I have been watching a particular stock for some time, small cap (under $20 million) and for no apparent reason if went up sharply and just as sharply after 3 days,  came down again.

I thought, later  that this may have been manipulated to force up the stock and then get out quick at the higher price generated.

I am sure this sort of thing happens all the time but what signs are there to look for, when you think this may be happening.


----------



## Naked shorts (14 February 2010)

beaul said:


> I have been watching a particular stock for some time, small cap (under $20 million) and for no apparent reason if went up sharply and just as sharply after 3 days,  came down again.
> 
> I thought, later  that this may have been manipulated to force up the stock and then get out quick at the higher price generated.
> 
> I am sure this sort of thing happens all the time but what signs are there to look for, when you think this may be happening.




This may have been a short squeeze, one thing to look for is stocks that have a high short interest.

http://www.asx.com.au/data/shortsell.txt

Also, visit page 18 of this newsletter, it has a recent study of the effects that the short interest has on stock prices. They find that stocks on the ASX generally increase in price when short interest increases.

http://www.aima.org/download.cfm/docid/234CC5A2-A424-49F3-9CCD983A01CF17CC

Also depending on your trading platform, you can set alerts to notifiy you when a small cap is having quite an active day (normally the start of some kind of run up).


----------



## yonnie (14 February 2010)

netquote.com.au is what you want to have to see the big moves.
free registration


----------



## Wysiwyg (14 February 2010)

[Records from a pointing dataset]

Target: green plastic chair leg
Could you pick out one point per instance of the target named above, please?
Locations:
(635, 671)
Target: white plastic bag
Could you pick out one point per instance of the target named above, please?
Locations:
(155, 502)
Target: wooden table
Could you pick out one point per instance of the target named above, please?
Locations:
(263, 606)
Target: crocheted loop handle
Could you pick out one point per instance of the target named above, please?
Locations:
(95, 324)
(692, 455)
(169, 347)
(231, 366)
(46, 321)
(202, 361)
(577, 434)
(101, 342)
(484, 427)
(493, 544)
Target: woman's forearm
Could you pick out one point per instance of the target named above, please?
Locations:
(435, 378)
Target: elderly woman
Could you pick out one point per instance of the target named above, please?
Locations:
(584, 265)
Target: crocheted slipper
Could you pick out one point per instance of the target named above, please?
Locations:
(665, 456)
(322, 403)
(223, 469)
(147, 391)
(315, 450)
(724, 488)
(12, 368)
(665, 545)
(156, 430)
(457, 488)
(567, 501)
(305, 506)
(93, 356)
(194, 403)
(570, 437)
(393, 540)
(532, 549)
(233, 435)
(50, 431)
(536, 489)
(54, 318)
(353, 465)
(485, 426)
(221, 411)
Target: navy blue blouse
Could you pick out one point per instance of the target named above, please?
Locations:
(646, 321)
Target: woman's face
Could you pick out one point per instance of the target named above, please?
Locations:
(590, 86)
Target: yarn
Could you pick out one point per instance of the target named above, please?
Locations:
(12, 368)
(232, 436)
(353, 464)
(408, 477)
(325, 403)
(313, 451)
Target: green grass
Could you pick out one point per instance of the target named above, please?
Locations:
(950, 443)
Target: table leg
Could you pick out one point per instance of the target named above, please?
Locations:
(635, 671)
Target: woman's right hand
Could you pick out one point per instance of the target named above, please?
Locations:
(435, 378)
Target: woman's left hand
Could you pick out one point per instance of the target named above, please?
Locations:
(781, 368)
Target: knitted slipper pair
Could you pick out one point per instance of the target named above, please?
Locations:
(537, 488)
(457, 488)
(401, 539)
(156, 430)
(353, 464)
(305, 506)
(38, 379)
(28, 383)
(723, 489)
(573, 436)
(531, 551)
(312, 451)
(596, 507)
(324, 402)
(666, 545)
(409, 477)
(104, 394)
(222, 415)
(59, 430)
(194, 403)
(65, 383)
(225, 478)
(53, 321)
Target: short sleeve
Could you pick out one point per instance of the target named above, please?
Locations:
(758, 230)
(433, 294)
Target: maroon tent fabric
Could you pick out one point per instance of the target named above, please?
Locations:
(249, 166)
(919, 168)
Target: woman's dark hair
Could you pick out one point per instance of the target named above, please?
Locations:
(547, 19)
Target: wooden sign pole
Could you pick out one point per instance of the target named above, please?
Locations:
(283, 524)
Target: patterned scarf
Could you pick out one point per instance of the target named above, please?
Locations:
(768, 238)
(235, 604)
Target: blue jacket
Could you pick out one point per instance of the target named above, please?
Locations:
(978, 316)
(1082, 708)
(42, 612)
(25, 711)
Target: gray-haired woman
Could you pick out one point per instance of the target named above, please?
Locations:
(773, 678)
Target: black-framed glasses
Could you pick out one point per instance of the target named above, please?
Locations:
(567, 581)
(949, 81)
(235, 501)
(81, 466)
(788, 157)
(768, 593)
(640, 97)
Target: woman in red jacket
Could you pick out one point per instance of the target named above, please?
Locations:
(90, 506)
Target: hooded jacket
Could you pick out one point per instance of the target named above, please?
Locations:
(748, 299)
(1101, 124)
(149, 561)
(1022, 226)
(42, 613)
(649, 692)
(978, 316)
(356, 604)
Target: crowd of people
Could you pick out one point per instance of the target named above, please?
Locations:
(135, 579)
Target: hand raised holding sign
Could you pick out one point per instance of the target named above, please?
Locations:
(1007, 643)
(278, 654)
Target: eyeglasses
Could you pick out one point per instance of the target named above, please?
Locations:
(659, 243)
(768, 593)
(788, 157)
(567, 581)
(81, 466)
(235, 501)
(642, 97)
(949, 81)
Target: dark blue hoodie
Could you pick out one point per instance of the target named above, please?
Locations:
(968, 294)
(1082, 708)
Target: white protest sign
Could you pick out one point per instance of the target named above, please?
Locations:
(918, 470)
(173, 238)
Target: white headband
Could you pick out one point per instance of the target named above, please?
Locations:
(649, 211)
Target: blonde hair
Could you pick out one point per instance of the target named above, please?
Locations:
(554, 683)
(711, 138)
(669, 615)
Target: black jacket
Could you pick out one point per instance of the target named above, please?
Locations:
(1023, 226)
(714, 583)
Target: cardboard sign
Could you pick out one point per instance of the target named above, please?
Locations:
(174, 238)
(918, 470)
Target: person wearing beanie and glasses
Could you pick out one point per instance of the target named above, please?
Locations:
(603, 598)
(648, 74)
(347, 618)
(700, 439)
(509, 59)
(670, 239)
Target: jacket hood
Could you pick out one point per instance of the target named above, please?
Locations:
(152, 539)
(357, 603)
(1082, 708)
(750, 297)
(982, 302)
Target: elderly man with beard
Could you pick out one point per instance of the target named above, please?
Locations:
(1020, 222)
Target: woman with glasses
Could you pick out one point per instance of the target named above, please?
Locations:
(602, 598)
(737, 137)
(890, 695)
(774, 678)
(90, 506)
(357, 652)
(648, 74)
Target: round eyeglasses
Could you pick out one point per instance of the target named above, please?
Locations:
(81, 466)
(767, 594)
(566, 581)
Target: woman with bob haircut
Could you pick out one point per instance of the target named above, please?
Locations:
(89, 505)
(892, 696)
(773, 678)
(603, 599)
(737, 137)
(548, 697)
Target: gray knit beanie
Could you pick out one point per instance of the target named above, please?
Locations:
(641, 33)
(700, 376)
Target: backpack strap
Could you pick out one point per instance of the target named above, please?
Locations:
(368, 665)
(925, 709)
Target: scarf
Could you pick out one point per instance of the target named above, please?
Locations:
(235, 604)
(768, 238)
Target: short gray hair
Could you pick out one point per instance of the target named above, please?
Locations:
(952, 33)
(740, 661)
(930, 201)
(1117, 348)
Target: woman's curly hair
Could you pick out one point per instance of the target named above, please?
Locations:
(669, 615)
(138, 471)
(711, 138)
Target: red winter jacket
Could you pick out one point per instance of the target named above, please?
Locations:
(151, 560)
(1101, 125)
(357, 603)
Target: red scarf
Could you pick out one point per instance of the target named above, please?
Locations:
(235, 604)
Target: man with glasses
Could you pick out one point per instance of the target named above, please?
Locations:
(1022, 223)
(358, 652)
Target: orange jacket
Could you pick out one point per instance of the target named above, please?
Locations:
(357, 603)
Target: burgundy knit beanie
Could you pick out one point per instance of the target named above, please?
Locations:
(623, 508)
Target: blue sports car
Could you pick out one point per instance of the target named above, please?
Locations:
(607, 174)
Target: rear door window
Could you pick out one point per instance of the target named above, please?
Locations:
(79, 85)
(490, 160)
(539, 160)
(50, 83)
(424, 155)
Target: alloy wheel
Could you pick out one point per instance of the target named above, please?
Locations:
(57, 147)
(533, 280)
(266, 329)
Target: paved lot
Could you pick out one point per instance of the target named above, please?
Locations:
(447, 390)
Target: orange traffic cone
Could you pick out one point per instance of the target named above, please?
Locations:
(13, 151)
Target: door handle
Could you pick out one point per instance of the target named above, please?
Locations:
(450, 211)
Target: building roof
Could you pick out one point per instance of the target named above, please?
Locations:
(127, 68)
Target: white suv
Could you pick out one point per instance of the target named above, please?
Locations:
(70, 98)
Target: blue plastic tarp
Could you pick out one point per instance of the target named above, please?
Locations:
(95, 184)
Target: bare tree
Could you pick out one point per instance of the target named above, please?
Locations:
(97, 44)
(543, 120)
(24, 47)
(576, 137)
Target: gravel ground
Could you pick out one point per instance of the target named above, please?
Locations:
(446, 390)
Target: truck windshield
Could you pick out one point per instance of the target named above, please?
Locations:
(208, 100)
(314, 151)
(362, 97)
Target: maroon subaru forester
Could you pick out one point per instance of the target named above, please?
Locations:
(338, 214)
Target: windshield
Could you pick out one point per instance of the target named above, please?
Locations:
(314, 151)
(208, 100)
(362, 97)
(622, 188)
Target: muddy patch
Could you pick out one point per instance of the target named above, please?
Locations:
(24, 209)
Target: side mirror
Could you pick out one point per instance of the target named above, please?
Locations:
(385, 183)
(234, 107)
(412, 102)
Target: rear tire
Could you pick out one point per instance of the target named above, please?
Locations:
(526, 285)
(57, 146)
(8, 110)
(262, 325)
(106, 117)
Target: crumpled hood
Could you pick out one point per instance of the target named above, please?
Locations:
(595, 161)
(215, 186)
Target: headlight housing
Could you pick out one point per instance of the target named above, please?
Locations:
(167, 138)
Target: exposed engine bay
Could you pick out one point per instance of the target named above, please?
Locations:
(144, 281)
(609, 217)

- **Work to do**:
[a] Answer these questions about the stock manipulation thread:
(i) How many days after its sharp rise did the watched stock come down again?
(ii) On which page of the recommended newsletter does the study on short interest appear?
(iii) What does yonnie say registration for netquote.com.au costs?
[b] Write the next part of the stock manipulation thread, beginning right after its last line.
The items have no connection to the stock manipulation thread.

- **Written answers**:
[a]
(i) 3 days
(ii) Page 18
(iii) It is free.

[b]
Naked shorts said:


> This may have been a short squeeze, one thing to look for is stocks that have a high short interest.




I don't know of any CFD provider that allows "small caps" to short sell. This certainly would not have been the case in Beaul's query.


----------



## Naked shorts (14 February 2010)

Wysiwyg said:


> I don't know of any CFD provider that allows "small caps" to short sell. This certainly would not have been the case in Beaul's query.




Who said any thing about CFDs?


----------



## Wysiwyg (15 February 2010)

Wysiwyg said:


> I don't know of any *short selling facility* that has "small caps" to short sell. This certainly would not have been the case in Beaul's query.




Got any obs. with that?


----------



## quinn123 (3 April 2010)

Has anyone here manipulated a share price to accumulate/distribute stock?  I think its pretty easy to do a shakeout in small cap stocks with a little capital behind you.  Something like a test to see if the sellers have gone or try and hit some stops to pick up more stock at cheaper prices. It is legal isn't it?


----------



## tech/a (3 April 2010)

quinn123 said:


> Has anyone here manipulated a share price to accumulate/distribute stock?  I think its pretty easy to do a shakeout in small cap stocks with a little capital behind you.  Something like a test to see if the sellers have gone or try and hit some stops to pick up more stock at cheaper prices. It is legal isn't it?




How exactly are you going to do that if you dont own a crap load of the stock in the first place?


----------



## quinn123 (3 April 2010)

Point taken.  

Although say you were incredibly bullish on this particular stock and you accumulated that many shares that you could effectively manipulate the share price for a couple of days.  I know this is an unlikely scenario for the average joe and would probably only happen in penny dredfuls and in unusual, possibly illegal circumstances.  But it would be nice to have that much power that you could decide what price you would like to buy/sell the stock at (for a couple of days anyway).  

I realize this will probably never happen but I can dream.

PS You wouldn't have to own any stock to mark the price up in order to short it if you were bearish.  Just use leverage, mark it up, then hedge with your short order.


----------



## Naked shorts (4 April 2010)

quinn123 said:


> Has anyone here manipulated a share price to accumulate/distribute stock?  I think its pretty easy to do a shakeout in small cap stocks with a little capital behind you.  Something like a test to see if the sellers have gone or try and hit some stops to pick up more stock at cheaper prices. It is legal isn't it?




It happens every single day with everything. What do you think execution traders do all day?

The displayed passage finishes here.